Stored records:
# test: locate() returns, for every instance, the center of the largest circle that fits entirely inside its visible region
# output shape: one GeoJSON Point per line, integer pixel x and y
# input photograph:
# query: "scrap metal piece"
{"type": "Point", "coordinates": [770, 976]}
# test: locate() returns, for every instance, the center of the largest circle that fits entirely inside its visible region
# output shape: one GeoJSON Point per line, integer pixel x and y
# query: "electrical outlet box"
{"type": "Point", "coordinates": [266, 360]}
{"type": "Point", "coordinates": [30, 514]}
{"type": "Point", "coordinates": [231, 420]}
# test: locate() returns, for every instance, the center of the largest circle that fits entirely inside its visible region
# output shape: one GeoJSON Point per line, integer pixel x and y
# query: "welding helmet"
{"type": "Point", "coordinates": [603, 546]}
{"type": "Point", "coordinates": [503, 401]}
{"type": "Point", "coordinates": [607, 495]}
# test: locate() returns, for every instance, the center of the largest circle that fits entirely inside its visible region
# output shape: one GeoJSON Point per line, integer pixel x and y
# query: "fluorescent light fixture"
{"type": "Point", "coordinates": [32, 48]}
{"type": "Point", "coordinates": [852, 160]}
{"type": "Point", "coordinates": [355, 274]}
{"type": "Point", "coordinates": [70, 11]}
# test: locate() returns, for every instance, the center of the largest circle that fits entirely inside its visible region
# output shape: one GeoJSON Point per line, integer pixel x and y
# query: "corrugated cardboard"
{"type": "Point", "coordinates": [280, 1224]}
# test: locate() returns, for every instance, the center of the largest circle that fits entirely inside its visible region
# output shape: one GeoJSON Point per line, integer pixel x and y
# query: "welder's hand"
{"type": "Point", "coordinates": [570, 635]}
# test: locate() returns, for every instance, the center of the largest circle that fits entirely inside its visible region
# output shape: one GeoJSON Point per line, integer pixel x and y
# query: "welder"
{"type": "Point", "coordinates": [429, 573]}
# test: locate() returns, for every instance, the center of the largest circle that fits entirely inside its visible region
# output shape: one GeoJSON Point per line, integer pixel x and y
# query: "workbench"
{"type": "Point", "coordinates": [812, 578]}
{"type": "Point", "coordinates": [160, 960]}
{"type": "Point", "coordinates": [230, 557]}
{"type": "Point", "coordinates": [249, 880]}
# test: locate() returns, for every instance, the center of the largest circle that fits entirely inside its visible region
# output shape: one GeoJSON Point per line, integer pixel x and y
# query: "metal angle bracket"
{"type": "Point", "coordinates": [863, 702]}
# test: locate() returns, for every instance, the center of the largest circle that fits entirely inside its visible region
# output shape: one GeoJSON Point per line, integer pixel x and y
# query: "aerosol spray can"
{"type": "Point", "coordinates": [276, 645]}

**Challenge:** Extract all of the data shown above without alteration.

**Complete response:**
# test: locate() returns, for every instance, the center of the largest circle that fits entirely inside its visible region
# output shape: one GeoJSON Point per line, integer pixel x and y
# input photograph:
# query: "scrap metal piece"
{"type": "Point", "coordinates": [770, 976]}
# test: locate() returns, for every instance, the center of the largest circle that fits entirely inside its visible region
# output shape: one GeoJSON Point per line, integer pixel x and y
# query: "electrical outlet box"
{"type": "Point", "coordinates": [266, 360]}
{"type": "Point", "coordinates": [30, 514]}
{"type": "Point", "coordinates": [231, 420]}
# test: locate() returns, for every instance, the center of the largest circle that fits entirely inside its visible region
# output shape: one GeoJSON Point per line, integer pixel x and y
# query: "welding helmet"
{"type": "Point", "coordinates": [603, 546]}
{"type": "Point", "coordinates": [503, 401]}
{"type": "Point", "coordinates": [607, 495]}
# test: locate() returns, for every instance, the center of the largest circle that fits entirely inside its visible region
# output shape: one GeoJSON Point per line, integer pixel x and y
# query: "fluorescent light fixture"
{"type": "Point", "coordinates": [32, 48]}
{"type": "Point", "coordinates": [852, 160]}
{"type": "Point", "coordinates": [355, 274]}
{"type": "Point", "coordinates": [70, 11]}
# test: locate() returns, for every instance, the center of the largest circle that fits entirely inside its visible region
# output shape: one GeoJSON Point per line, integer pixel x and y
# query: "corrugated cardboard"
{"type": "Point", "coordinates": [280, 1224]}
# test: locate() returns, for every instance, the center of the largest circle that fits entirely inside its visible region
# output shape: one GeoJSON Point per line, integer pixel x and y
# query: "welder's hand"
{"type": "Point", "coordinates": [570, 635]}
# test: locate() returns, for every instance, the center of the largest circle that fits entirely inside its visible region
# output shape: one GeoJSON Point per line, integer pixel x and y
# query: "welder"
{"type": "Point", "coordinates": [429, 573]}
# test: locate() returns, for every instance, the center of the largest circle that fits entirely inside its visible region
# output shape: one GeoJSON Point per line, integer pixel x and y
# query: "workbench"
{"type": "Point", "coordinates": [812, 578]}
{"type": "Point", "coordinates": [160, 960]}
{"type": "Point", "coordinates": [230, 557]}
{"type": "Point", "coordinates": [249, 880]}
# test: locate() returns, for every instance, the center of the largest circle that fits entirely inside its visible region
# output shape: one GeoJSON Point per line, integer pixel x and y
# query: "metal angle bracket"
{"type": "Point", "coordinates": [863, 702]}
# test: locate() returns, for every instance, the center of the largest circle that fits entirely inside its visible region
# output shape: one GeoJSON Point per line, integer pixel x and y
# query: "aerosol spray can"
{"type": "Point", "coordinates": [276, 645]}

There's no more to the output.